▸ Task to carry out
Reproduce the passage of the article on Koizumi's Fukushima remarks between "Abe gave the" and "the biggest challenges.", inclusive.

▸ Page text
Content starts
Abe lied about Fukushima being safe, says ex-Japan PM
JAPANESE Prime Minister Shinzo Abe’s promise that the crippled Fukushima nuclear plant was “under control” in his successful pitch three years ago for Tokyo to host the 2020 Olympic Games “was a lie,” former premier Junichiro Koizumi said yesterday.
Koizumi, one of Japan’s most popular premiers during his 2001-2006 term, became an outspoken critic of nuclear energy after a March 2011 earthquake and tsunami triggered meltdowns at Tokyo Electric Power Co’s (Tepco) Fukushima Daiichi plant, the worst nuclear disaster since Chernobyl in 1986.
Abe gave the assurances about safety at the Fukushima plant in his September 2013 speech to the International Olympic Committee to allay concerns about awarding the Games to Tokyo. The comment met with considerable criticism at the time.
“Mr Abe’s ‘under control’ remark, that was a lie,” Koizumi, now 74 and his unruly mane of hair turned white, told a news conference in Tokyo where he repeated his opposition to nuclear power.
“It is not under control,” Koizumi added, citing as an example Tepco’s widely questioned efforts to build the world’s biggest “ice wall” to keep groundwater from flowing into the basements of the damaged reactors and getting contaminated. “They keep saying they can do it, but they can’t,” Koizumi said.
Experts say handling the nearly million tons of radioactive water stored in tanks on the Fukushima site is one of the biggest challenges.
Content ends
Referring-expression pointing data
Content starts
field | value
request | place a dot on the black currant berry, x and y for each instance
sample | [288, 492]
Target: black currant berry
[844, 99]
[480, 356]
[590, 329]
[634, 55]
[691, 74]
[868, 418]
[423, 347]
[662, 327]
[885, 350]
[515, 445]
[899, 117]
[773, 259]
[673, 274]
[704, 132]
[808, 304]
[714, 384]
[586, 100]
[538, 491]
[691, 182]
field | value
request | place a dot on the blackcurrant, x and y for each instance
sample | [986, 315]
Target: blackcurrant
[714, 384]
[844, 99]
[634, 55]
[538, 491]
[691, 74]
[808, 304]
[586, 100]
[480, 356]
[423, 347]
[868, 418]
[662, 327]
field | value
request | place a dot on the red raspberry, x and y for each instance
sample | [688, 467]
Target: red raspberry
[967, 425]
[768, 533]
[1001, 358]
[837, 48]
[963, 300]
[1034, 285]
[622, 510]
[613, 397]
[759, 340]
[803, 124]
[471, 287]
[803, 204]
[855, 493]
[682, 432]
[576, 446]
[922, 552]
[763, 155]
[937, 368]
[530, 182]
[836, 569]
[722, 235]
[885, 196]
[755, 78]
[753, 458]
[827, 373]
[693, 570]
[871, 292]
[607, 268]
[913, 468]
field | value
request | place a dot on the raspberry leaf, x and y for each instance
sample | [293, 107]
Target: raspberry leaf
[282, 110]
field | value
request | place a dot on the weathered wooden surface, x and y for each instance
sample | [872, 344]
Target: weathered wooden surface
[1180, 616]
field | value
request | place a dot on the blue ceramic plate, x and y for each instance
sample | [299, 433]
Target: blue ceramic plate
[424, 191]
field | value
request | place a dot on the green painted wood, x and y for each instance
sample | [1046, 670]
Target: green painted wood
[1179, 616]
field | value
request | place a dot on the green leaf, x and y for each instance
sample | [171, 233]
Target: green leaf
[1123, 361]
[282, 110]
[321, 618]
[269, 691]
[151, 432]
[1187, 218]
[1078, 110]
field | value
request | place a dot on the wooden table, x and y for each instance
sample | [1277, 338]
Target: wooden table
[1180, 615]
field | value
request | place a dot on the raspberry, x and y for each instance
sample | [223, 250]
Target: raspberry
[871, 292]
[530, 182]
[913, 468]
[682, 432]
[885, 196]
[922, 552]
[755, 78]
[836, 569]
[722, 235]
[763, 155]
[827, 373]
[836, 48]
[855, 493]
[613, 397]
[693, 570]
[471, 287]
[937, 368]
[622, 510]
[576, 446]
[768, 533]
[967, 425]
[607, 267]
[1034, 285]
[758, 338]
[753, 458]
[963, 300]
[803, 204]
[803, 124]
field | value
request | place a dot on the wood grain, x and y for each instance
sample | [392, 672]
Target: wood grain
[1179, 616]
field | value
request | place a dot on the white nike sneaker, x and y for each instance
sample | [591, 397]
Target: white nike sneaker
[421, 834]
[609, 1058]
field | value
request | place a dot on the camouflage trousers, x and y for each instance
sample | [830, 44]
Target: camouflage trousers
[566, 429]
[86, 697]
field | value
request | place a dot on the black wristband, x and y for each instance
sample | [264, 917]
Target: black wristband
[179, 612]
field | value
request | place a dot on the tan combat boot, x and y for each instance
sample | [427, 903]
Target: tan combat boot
Content ends
▸ Exercise result
Abe gave the assurances about safety at the Fukushima plant in his September 2013 speech to the International Olympic Committee to allay concerns about awarding the Games to Tokyo. The comment met with considerable criticism at the time.
“Mr Abe’s ‘under control’ remark, that was a lie,” Koizumi, now 74 and his unruly mane of hair turned white, told a news conference in Tokyo where he repeated his opposition to nuclear power.
“It is not under control,” Koizumi added, citing as an example Tepco’s widely questioned efforts to build the world’s biggest “ice wall” to keep groundwater from flowing into the basements of the damaged reactors and getting contaminated. “They keep saying they can do it, but they can’t,” Koizumi said.
Experts say handling the nearly million tons of radioactive water stored in tanks on the Fukushima site is one of the biggest challenges.